>> Start EXTRACT TO READ

The New York State budget is out, and citizens concerned with ethics reform are dissatisfied. Gov. Andrew Cuomo put forth a comprehensive package addressing campaign finance regulations and increased government ethics concerns in the 2018 state executive budget, but the state’s final budget, released earlier this month, did not allocate these funds.
A New York Times headline reads, “On Ethics, Cuomo Budget Entered Like a Lion and Emerged like a Lamb.”
Eighty percent of New York voters say state government corruption is a “very serious” or “somewhat serious” problem, according to a 2017 public opinion poll by Quinnipiac. Cuomo’s initial executive budget would have done much to quell these concerns. Instead, they remain.
Closing the Limited Liability Corporation loophole is central to these concerns. In 1996, the New York State Board of Elections cited existing federal law to designate LLCs as individuals. In 1999 the Federal Elections Commission ruled that LLCs should be treated as either corporations or partnerships, depending solely on chosen tax status. But New York state’s designation of LLCs as individuals remains. This designation allows campaign contributions to circumvent contribution restrictions when the money donated comes from an LLC.

>> End EXTRACT TO READ
>> Start INFORMATION SHOWN

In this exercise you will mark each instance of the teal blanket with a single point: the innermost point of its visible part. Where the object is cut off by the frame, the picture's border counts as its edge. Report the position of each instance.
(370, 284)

>> End INFORMATION SHOWN

- [TASKS TO PERFORM]:
(a) Rewrite the paragraph beginning "Closing the Limited Liability Corporation loophole" from the article on New York's budget and ethics reform as a short list that keeps its main facts.
(b) Does the article on New York's budget and ethics reform support each statement below? Answer yes or no for each, and quote the words from the article that decide it.
(i) A 2017 Quinnipiac poll found that eighty percent of New York voters consider state government corruption a very or somewhat serious problem.
(ii) The state's final budget funded the ethics package Cuomo proposed.
(iii) New York no longer treats LLCs as individuals.
(c) Write a continuation of the article on New York's budget and ethics reform, starting after its last sentence.

- [RESPONSES PER TASK]:
(a)
- Closing the LLC loophole is central to concerns about state government ethics.
- In 1996, the New York State Board of Elections cited existing federal law to designate LLCs as individuals.
- In 1999, the Federal Elections Commission ruled that LLCs should be treated as corporations or partnerships, depending only on their chosen tax status.
- New York still treats LLCs as individuals.
- This lets campaign contributions from LLCs get around contribution restrictions.

(b)
(i) Yes: "Eighty percent of New York voters say state government corruption is a “very serious” or “somewhat serious” problem, according to a 2017 public opinion poll by Quinnipiac."
(ii) No: "the state’s final budget, released earlier this month, did not allocate these funds."
(iii) No: "But New York state’s designation of LLCs as individuals remains."

(c)
Proposed reasons for the omission of ethics reform on the final state budget are two-fold: Some bemoan Cuomo for not taking a hard enough stance on its inclusion. Cuomo has a record of success pushing for issues when he applies aggressive pressure, but was silent on his proposed ethics reforms throughout the budget negotiation process with New York’s legislature.
Others cite the state’s Republican-controlled Senate majority as the main obstacle. Sen. Daniel Squadron of New York’s 26th Senate District is Albany’s leading voice in favor of closing the LLC loophole. His 2015 report titled “Drowning Democracy” details the negative effects the LLC Loophole has had on ethics in Albany.
A few major findings:
- On average, the median contribution for an LLC was six times higher than that of an individual.
- Who funds individual LLCs is often impossible to trace.
- Some corporations use multiple LLCs to avoid the $5,000 dollar corporate contribution limit.
- In the 2014 filing year, 586 LLCs contributed more than the $5,000 dollar corporate contribution limit.
“[The LLC Loophole] allows nearly unlimited anonymous campaign dollars to flood our political system and overwhelm the voices of regular, everyday New Yorkers,” said Sen. Squadron while discussing New York State’s 2017-2018 fiscal year. “We’ve had, to the Governor’s credit, closure of the LLC Loophole proposed in the executive budgets for the last number of years. And yet, when we get to the one House budget, put out by the Senate majority, it’s disappeared. When we get to the final budget, it’s disappeared.”
Tightening campaign finance regulation has citizen support from both conservatives and liberals.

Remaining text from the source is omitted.